Your assignment:
Set the records down again in full, with every word kept.

Referring expression data

________________________________________

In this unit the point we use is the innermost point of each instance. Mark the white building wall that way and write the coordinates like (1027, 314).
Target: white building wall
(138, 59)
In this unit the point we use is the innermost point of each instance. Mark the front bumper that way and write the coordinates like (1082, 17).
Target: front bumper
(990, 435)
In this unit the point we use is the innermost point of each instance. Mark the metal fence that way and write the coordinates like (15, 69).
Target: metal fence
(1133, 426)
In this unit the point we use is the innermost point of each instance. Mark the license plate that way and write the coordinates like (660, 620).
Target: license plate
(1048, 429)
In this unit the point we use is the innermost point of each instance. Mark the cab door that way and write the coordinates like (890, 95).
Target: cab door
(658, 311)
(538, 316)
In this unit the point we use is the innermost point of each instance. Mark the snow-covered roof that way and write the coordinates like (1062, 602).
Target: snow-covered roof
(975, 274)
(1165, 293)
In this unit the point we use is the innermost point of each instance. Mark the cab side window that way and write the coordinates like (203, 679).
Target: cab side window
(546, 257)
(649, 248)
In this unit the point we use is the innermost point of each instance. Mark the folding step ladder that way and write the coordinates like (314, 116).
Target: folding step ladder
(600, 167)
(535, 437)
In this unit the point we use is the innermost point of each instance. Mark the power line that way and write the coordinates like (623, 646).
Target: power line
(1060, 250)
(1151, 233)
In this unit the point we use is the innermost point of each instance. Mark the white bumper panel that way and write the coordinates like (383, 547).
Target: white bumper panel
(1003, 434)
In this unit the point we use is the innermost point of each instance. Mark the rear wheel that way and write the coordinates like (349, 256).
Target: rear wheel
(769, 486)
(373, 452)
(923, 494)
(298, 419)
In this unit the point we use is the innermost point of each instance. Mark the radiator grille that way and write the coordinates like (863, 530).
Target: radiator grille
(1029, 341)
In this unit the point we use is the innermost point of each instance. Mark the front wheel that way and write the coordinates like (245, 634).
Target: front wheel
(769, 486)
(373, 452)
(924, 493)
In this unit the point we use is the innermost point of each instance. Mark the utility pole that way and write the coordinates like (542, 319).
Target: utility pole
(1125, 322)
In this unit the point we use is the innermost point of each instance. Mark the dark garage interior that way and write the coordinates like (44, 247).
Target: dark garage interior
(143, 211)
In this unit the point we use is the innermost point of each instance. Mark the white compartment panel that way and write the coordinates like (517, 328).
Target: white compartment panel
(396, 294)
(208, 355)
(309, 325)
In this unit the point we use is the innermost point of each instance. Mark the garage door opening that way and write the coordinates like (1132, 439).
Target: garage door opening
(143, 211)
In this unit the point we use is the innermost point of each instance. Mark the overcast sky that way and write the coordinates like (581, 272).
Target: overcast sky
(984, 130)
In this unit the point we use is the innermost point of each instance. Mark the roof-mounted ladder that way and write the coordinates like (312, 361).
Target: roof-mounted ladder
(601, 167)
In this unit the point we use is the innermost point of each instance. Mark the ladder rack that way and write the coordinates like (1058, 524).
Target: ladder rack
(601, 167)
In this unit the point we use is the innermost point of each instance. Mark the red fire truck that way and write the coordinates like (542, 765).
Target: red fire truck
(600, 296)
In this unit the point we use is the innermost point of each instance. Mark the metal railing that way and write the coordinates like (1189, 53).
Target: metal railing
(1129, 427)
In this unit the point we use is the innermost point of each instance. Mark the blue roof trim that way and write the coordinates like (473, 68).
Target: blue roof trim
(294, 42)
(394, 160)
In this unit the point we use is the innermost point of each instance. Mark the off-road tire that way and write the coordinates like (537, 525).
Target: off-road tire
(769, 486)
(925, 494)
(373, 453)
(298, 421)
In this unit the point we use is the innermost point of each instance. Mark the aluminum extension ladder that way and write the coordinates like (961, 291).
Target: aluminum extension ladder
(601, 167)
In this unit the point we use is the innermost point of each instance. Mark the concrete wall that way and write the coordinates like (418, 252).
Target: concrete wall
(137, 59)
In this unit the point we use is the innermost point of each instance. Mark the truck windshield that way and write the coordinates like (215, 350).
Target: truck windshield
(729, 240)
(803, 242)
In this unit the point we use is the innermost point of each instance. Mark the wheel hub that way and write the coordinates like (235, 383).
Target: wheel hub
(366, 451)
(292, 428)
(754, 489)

________________________________________

Task output:
In this unit the point we use is the innermost point of each instance. Mark the white building wall that way and write the coordinates like (1027, 314).
Target: white building wall
(138, 59)
In this unit the point we use is the innermost point of each instance. Mark the front bumper that way and write the coordinates like (1082, 17).
Target: front bumper
(990, 435)
In this unit the point we use is the innermost point of each instance. Mark the metal fence that way and write the coordinates like (15, 69).
Target: metal fence
(1133, 426)
In this unit the point we use is the innermost point of each instance. Mark the license plate that way and write the coordinates like (660, 620).
Target: license plate
(1048, 429)
In this unit the point we use is the innermost point of each instance. Mark the cab door that way and write the coordinates like (890, 95).
Target: cab door
(658, 311)
(538, 316)
In this unit the point we use is the innermost point of each instance. Mark the snow-covered roof that way and write the coordinates like (1062, 602).
Target: snow-covered roof
(975, 274)
(1165, 293)
In this unit the point we use is the innermost point of each instance. Mark the cab side window that way and write the coordinates like (203, 679).
Target: cab side window
(546, 257)
(649, 248)
In this unit the point we use is the innermost point of each instance. Mark the folding step ladder that way and write the coordinates like (314, 116).
Target: folding step ladder
(600, 167)
(535, 437)
In this unit the point we use is the innermost point of each instance. Mark the power line that way and write the coordinates like (623, 646).
Target: power line
(1060, 250)
(1151, 233)
In this unit the point we use is the innermost point of each instance. Mark the white bumper panel that way and write the coordinates like (383, 547).
Target: white bumper panel
(1003, 434)
In this unit the point we use is the innermost point of each instance. Mark the rear wheel that way and write the coordinates like (349, 256).
Target: rear wheel
(769, 486)
(373, 452)
(923, 494)
(298, 419)
In this unit the point we use is the innermost point of each instance. Mark the radiator grille that way and write the coordinates like (863, 530).
Target: radiator grille
(1029, 341)
In this unit the point we use is the innermost point of each instance. Mark the front wheel that way and write the coordinates like (245, 634).
Target: front wheel
(769, 486)
(373, 452)
(924, 493)
In this unit the point we use is the innermost point of each instance. Mark the utility pole that way and write the coordinates like (542, 319).
Target: utility pole
(1125, 322)
In this unit the point we use is the innermost point of each instance. Mark the dark garage interior that way and write the coordinates like (44, 247).
Target: dark garage interior
(143, 211)
In this unit the point we use is the innermost point of each instance. Mark the white compartment panel that way and write the coordinates like (517, 328).
Target: white compartment panel
(396, 294)
(208, 355)
(309, 325)
In this unit the point we use is the innermost point of each instance. Mark the garage door opening that way and write the coordinates like (1132, 439).
Target: garage door opening
(143, 211)
In this unit the point we use is the innermost point of each instance. Mark the overcast sky that way and write the coordinates like (581, 272).
Target: overcast sky
(984, 130)
In this unit the point we use is the innermost point of each instance. Mark the roof-mounted ladder that way and write the coordinates like (312, 361).
Target: roof-mounted ladder
(601, 167)
In this unit the point we use is the innermost point of each instance. Mark the ladder rack that way and write the coordinates like (1058, 524).
Target: ladder rack
(601, 167)
In this unit the point we use is the innermost point of each instance. Mark the red fire truck that way and write the coordinates like (542, 765).
Target: red fire truck
(600, 296)
In this unit the point we use is the innermost point of each instance. Mark the metal railing that way and write the coordinates like (1189, 53).
Target: metal railing
(1129, 427)
In this unit the point we use is the innermost point of each instance. Mark the blue roof trim that way and write the coordinates like (473, 68).
Target: blue roof trim
(294, 42)
(394, 160)
In this unit the point we use is the innermost point of each instance. Mark the off-road tire that way and write the coordinates like (537, 525).
Target: off-road tire
(769, 486)
(925, 494)
(373, 453)
(298, 421)
In this unit the point we use is the innermost point of each instance. Mark the aluminum extension ladder that way and write the coordinates like (961, 291).
Target: aluminum extension ladder
(601, 167)
In this unit the point we use is the innermost point of each instance. Mark the concrete wall that way and write the coordinates like (418, 252).
Target: concrete wall
(137, 59)
In this unit the point we use is the innermost point of each instance. Mark the truck windshield that way and write the coordinates like (215, 350).
Target: truck windshield
(729, 240)
(803, 242)
In this unit the point we use is the innermost point of each instance. Mark the wheel hub that way and write the coordinates like (235, 383).
Target: wheel hub
(366, 451)
(292, 428)
(754, 489)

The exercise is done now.